» **Prompt**: Carry on the guide about broken teeth from the point where it stops.

» **Source text**:
»»

Broken Teeth: What to Do and What NOT to Do

A Serious Game of Dodgeball

There are multiple ways you can crack, break, or lose a tooth. Some stories might seem cooler than others. You can come up with a better story if you’d like, but in the end, you’ve got a broken tooth to deal with. While you are rewriting history, there are some things you should do to keep your mouth healthy. There are also some things to avoid. It’s good to know the difference!

The “To Do” List:

Act Fast

Sometimes the damage is obvious–a clear crack, a missing piece, or the tooth is completely out. But, sometimes the damage can be a little sneaky. If you get hit in the mouth and don’t see any immediate damage but feel pain or things just seem “off,” take time to give your mouth a close examination looking for small cracks. The bottom teeth are the most commonly damaged, so give that row some extra attention.

Treat the Tooth

If the pain is immediate, no need to play it tough, take some over-the-counter pain medicine. Not only can this help you, but it might also help keep the inflammation at bay. Ice will also relieve the swelling and pain.

If it is just a cracked tooth, you can pack it with some wax so that the jagged edge doesn’t scrape up the inside of your mouth.

If you lost a tooth, try to put it back in its original place. You can rinse it clean with water, but don’t scrub it or use any cleaner. If you can’t get it in the space comfortably, soak the tooth in milk or water to keep it moist.


Rinsing your mouth with warm salt water can help clean the damaged tooth or gums. Do this as often as you can before getting treatment. Which brings us to our next point. . .

Get Treatment!

You’ve rinsed, soaked, and iced. Now, it’s time to get the professionals involved. Ideally, you will get to a dentist within thirty minutes of the accident. There are many offices that offer same day dentist appointments or emergency dental care if your regular dentist isn’t available immediately.

««

» **Dataset extract**:
»»

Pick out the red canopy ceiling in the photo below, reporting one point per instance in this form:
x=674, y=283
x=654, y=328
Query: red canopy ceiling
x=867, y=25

««
»»

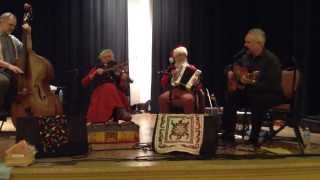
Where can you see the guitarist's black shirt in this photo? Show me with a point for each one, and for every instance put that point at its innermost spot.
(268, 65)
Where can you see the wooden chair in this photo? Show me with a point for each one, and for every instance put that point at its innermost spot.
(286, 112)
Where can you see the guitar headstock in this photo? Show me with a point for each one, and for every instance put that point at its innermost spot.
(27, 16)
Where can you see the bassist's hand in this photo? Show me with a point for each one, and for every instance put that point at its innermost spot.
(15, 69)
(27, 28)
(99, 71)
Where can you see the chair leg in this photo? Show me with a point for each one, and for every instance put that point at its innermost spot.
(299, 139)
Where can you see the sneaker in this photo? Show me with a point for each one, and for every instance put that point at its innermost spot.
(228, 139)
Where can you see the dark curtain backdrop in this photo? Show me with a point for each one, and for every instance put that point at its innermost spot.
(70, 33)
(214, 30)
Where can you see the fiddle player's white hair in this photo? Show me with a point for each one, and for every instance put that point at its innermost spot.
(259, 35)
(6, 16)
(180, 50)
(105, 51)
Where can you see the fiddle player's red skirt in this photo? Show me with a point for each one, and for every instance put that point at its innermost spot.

««

» **Your response**:
The “Not to Do” List

Ignore the Problem

Sure, we all like to shake it off as if nothing happened. But, something did happen and your tooth is cracked or outside of your mouth. Pretending nothing happened won’t make it go away. Our teeth are a busy part of our body and soldiering on through pain won’t pay off in the long run. A small crack can turn into an infection, which can turn into a root canal, which can turn into far more pain and money than it might have been if handled quickly.

DIY Dental

There are some over-the-counter kits available that have tools to help with a dental injury. They might include dental wax, painkillers, ice packs, etc. These can be very helpful in an emergency and can go a long way towards giving the dentist a headstart in helping your mouth heal correctly. But, DIY projects are for dressers and backsplashes, not for teeth. Patch yourself up and do what you can but head to the professionals promptly.

What the Pros Might Do

Once you get to the dentist, there are a few different procedures they might consider, depending on the nature and intensity of the injury. It’s worth familiarizing yourself with the options so they feel more familiar when the dentist brings up the different treatments.

  • Bonding: For a small crack or chip, the dentist will fill in the gap with resin that matches your tooth color. If you were lucky enough to find and keep the chip, then they can attach that to your tooth with the resin and polish it all up nicely.
  • Veneers: Veneers are especially for the front teeth. A veneer is basically like a false nail for a tooth, though generally, people match the color to their teeth. You might want to save the colors for your nails. A veneer is a thin layer of enamel that goes on the front of the tooth, backed up by resin to fill in the gap left by the crack or damage.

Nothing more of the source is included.